Stored dataset items
+--

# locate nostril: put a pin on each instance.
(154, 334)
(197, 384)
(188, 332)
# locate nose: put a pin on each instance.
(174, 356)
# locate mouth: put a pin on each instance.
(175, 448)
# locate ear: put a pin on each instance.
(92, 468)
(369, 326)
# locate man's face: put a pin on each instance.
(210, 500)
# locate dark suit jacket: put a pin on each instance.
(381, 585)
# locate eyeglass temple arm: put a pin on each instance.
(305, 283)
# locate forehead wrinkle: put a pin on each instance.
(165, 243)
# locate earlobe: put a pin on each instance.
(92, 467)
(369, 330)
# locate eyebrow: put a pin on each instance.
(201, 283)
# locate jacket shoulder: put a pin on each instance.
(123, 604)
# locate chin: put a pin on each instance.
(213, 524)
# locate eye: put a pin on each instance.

+--

What you will do ::
Once you have read the records, write every one of them out again exactly.

Solution to the problem ::
# locate nostril: put a pin on each instance.
(154, 334)
(197, 384)
(188, 332)
# locate nose: put a pin on each instance.
(174, 356)
# locate mouth: put a pin on each instance.
(175, 448)
# locate ear: put a pin on each instance.
(92, 468)
(369, 326)
# locate man's face: put a pin on each instance.
(210, 500)
# locate dark suit jacket: put a pin on each instance.
(381, 585)
# locate eyeglass temple arm: put a pin on each instance.
(305, 283)
# locate forehead wrinkle: put a pin on each instance.
(165, 243)
# locate earlobe: put a pin on each instance.
(92, 467)
(369, 330)
# locate eyebrow: put a pin on each instance.
(201, 283)
# locate jacket shoulder: put a pin on each instance.
(123, 604)
# locate chin: put a pin on each instance.
(213, 524)
# locate eye: put a pin on each instance.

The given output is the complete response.